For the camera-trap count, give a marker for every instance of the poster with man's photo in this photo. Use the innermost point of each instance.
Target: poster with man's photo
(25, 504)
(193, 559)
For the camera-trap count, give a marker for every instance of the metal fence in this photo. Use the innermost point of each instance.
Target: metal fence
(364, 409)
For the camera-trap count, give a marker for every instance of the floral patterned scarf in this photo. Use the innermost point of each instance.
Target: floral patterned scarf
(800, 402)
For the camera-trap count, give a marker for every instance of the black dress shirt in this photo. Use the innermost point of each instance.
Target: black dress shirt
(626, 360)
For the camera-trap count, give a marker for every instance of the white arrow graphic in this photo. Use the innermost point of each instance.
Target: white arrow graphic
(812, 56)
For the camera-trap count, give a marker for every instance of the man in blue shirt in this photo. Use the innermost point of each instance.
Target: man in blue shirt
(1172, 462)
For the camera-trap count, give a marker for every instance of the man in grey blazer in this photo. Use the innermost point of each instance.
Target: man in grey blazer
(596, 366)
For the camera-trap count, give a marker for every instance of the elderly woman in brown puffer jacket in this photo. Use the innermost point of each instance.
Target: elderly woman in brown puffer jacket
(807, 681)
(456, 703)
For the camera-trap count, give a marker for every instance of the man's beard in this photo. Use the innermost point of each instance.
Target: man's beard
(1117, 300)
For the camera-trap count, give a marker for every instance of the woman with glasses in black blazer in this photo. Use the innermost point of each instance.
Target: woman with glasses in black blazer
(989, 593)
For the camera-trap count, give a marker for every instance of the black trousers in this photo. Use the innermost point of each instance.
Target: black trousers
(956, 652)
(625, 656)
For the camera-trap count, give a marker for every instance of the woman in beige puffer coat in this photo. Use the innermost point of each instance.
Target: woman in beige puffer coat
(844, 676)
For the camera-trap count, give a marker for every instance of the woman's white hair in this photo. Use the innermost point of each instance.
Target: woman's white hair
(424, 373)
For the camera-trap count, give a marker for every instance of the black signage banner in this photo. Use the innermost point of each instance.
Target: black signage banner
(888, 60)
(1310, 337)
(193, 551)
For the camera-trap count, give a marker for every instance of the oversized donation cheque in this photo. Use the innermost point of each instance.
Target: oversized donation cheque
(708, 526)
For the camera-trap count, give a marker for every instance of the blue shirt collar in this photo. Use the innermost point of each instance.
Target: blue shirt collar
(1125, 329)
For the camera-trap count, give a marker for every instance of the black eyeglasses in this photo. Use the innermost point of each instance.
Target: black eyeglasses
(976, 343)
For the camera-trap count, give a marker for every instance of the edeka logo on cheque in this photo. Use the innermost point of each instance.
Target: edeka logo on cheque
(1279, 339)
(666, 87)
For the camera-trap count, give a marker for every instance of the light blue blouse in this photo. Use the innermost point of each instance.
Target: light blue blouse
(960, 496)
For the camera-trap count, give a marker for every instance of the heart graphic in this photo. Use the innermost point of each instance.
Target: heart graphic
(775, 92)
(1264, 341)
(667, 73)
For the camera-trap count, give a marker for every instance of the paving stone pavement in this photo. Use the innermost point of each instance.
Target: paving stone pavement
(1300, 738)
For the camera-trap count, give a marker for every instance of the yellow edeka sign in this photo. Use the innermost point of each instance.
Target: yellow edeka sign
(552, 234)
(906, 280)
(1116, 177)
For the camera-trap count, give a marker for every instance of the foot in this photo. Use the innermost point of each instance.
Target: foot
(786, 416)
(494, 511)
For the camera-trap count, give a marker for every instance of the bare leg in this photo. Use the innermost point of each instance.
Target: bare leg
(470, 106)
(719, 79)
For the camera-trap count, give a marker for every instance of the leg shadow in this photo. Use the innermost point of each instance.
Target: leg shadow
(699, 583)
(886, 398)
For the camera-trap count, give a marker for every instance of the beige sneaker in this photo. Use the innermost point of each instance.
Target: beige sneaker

• [WHAT THE TASK ASKS] Scan the lines above for the word "sneaker", then copy each line that has it.

• [ANSWER SPACE]
For the camera-trap count, give a marker for every instance of the beige sneaker in this photo. Use the innermost point of each instance.
Target: beige sneaker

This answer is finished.